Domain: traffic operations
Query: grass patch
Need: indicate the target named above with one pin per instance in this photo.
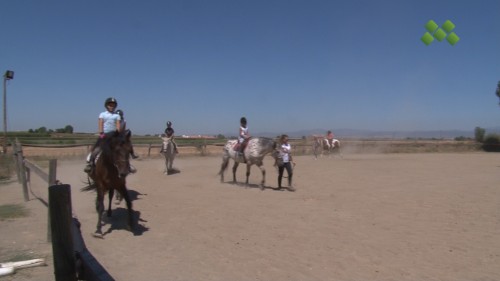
(22, 256)
(12, 211)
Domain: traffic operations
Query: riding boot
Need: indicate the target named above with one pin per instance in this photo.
(90, 163)
(132, 169)
(290, 187)
(132, 153)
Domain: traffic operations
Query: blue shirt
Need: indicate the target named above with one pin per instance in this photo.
(109, 121)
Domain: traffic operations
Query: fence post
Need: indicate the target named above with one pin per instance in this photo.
(62, 239)
(52, 181)
(22, 170)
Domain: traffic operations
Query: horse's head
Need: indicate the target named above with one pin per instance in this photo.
(120, 148)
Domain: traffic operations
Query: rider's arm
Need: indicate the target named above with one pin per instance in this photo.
(100, 125)
(118, 125)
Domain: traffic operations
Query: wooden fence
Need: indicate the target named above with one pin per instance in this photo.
(72, 260)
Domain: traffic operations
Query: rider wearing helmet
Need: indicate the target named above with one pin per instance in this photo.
(329, 138)
(169, 132)
(109, 122)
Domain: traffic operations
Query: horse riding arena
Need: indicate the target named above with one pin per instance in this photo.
(366, 216)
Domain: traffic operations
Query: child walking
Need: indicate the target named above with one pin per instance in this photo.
(286, 162)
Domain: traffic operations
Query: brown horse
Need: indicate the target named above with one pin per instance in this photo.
(110, 172)
(321, 146)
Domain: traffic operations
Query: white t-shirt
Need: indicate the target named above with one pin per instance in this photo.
(243, 133)
(109, 121)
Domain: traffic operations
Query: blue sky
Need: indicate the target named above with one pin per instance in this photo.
(286, 65)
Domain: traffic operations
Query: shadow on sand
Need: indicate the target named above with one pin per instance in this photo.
(250, 185)
(119, 216)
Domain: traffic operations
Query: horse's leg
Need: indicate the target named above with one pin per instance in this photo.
(110, 195)
(170, 157)
(223, 167)
(235, 167)
(248, 173)
(263, 182)
(165, 154)
(99, 205)
(124, 193)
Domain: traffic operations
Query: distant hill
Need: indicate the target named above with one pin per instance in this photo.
(351, 133)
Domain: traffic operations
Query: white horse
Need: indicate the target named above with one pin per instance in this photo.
(168, 151)
(253, 153)
(321, 146)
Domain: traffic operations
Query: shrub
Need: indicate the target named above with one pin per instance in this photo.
(491, 143)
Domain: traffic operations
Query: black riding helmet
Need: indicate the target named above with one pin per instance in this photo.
(120, 112)
(110, 100)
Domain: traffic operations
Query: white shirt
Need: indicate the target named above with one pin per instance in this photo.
(285, 152)
(243, 133)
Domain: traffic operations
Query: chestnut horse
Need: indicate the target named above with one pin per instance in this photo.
(109, 174)
(322, 146)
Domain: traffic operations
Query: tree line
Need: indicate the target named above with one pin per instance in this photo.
(68, 129)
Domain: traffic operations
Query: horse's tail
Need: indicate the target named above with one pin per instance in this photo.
(91, 185)
(225, 161)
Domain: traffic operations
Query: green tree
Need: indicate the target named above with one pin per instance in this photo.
(68, 129)
(491, 143)
(479, 134)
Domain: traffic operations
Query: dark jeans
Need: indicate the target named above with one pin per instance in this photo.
(281, 169)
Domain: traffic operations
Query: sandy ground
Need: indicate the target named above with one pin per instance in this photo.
(364, 217)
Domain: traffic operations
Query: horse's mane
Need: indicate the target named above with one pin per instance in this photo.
(106, 154)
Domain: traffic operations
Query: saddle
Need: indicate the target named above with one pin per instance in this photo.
(240, 147)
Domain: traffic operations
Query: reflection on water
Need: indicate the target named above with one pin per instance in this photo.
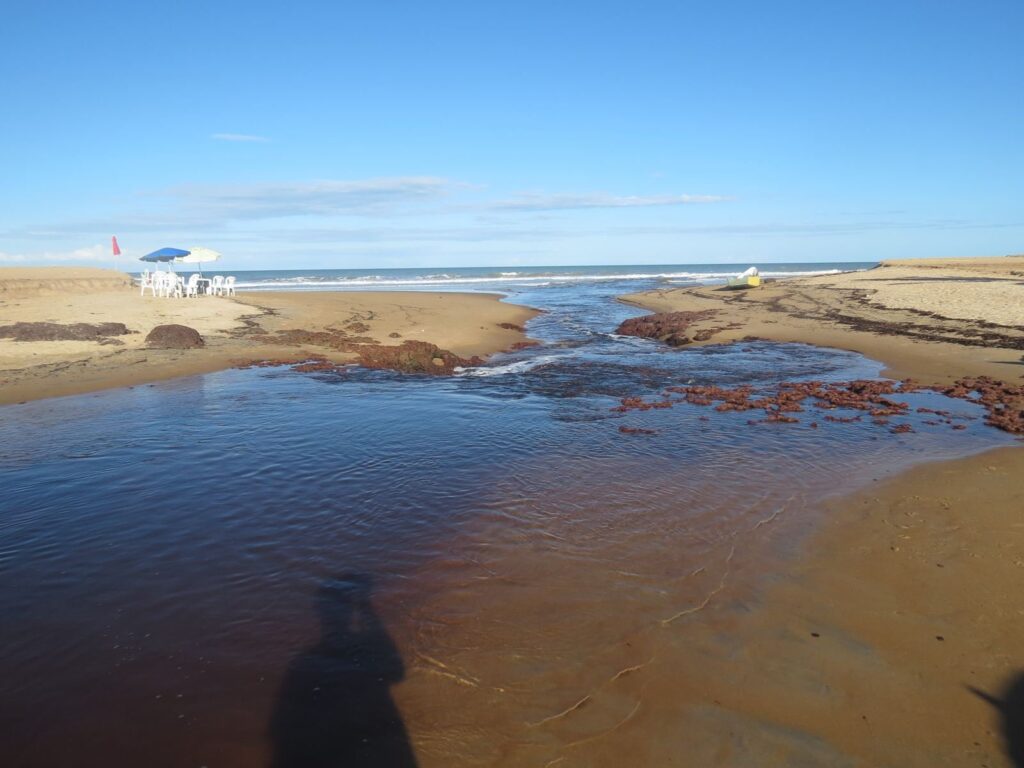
(335, 707)
(534, 569)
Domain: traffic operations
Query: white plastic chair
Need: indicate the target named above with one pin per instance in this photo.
(175, 286)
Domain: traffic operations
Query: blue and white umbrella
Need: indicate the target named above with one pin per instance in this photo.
(164, 256)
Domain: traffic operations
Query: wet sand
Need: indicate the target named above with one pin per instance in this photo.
(235, 330)
(935, 320)
(893, 638)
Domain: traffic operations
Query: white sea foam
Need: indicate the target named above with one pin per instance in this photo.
(376, 281)
(511, 368)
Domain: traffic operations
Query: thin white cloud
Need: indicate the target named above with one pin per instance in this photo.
(318, 198)
(600, 200)
(238, 137)
(90, 253)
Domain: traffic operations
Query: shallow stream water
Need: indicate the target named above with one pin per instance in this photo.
(260, 566)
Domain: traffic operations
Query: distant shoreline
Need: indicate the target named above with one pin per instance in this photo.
(237, 331)
(933, 320)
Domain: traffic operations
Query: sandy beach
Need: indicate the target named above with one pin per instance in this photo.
(237, 331)
(933, 320)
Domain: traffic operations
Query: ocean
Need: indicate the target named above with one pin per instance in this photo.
(233, 568)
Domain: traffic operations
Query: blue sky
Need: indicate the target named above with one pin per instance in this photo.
(394, 133)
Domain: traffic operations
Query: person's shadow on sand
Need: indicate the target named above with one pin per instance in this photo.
(1011, 707)
(334, 709)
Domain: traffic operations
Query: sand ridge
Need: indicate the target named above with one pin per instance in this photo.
(934, 323)
(465, 324)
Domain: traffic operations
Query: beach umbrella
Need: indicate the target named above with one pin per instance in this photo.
(164, 255)
(198, 255)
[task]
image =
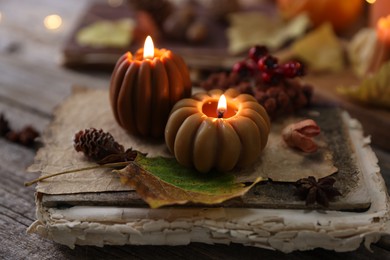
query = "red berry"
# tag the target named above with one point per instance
(242, 69)
(256, 52)
(293, 69)
(271, 78)
(267, 63)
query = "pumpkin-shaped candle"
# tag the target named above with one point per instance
(204, 135)
(144, 88)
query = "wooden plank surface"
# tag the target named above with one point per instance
(31, 84)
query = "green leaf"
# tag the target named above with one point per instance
(162, 181)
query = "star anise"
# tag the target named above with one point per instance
(321, 191)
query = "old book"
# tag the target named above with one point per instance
(95, 209)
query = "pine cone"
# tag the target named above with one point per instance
(96, 144)
(4, 125)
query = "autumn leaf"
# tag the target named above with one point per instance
(374, 90)
(162, 181)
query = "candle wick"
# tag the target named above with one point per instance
(220, 113)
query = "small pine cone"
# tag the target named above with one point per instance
(4, 126)
(96, 144)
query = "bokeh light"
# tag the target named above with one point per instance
(52, 22)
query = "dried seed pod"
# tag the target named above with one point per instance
(96, 144)
(299, 135)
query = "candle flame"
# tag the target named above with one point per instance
(148, 48)
(222, 106)
(384, 22)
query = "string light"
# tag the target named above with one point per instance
(52, 22)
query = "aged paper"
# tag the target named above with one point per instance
(91, 108)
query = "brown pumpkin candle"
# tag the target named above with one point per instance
(204, 135)
(145, 86)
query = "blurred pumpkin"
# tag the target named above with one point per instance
(340, 13)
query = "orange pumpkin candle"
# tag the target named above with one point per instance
(144, 88)
(382, 48)
(203, 135)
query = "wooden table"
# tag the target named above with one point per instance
(32, 84)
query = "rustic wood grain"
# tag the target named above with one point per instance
(31, 84)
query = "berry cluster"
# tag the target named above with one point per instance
(272, 84)
(261, 64)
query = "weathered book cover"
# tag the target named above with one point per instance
(95, 209)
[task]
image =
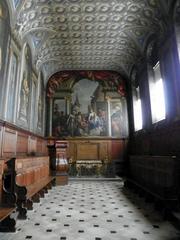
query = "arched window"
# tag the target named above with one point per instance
(156, 84)
(137, 107)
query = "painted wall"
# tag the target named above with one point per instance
(22, 93)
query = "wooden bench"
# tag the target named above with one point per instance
(32, 181)
(7, 196)
(157, 177)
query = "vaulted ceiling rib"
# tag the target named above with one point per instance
(87, 34)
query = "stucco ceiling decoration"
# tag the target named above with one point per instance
(88, 34)
(109, 80)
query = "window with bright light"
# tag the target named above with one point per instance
(157, 95)
(137, 109)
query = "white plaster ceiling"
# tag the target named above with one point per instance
(88, 34)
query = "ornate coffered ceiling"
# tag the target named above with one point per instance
(88, 34)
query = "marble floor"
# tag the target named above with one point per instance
(93, 210)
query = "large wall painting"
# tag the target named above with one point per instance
(88, 114)
(118, 116)
(25, 87)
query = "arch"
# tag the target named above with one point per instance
(112, 79)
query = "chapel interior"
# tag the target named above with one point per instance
(90, 119)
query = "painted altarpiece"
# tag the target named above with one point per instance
(91, 113)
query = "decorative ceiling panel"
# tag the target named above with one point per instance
(88, 34)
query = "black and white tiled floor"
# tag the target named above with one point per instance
(92, 210)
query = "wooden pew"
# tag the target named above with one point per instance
(7, 196)
(157, 177)
(32, 181)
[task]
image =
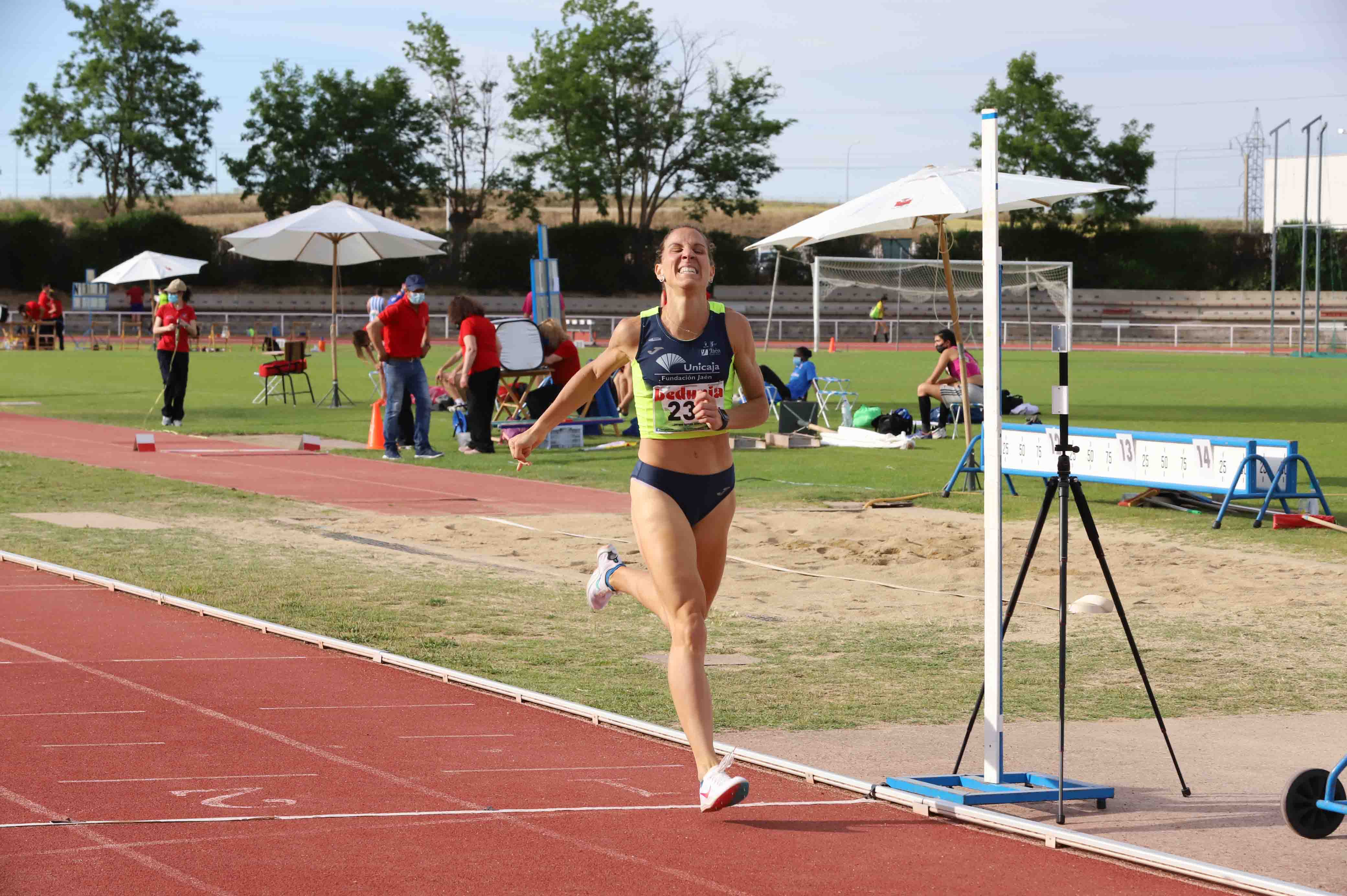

### What the task requires
Check each line of the records for the word "beach", and show the lines that contain it.

### The completed task
Query: sandy beach
Query: beach umbrella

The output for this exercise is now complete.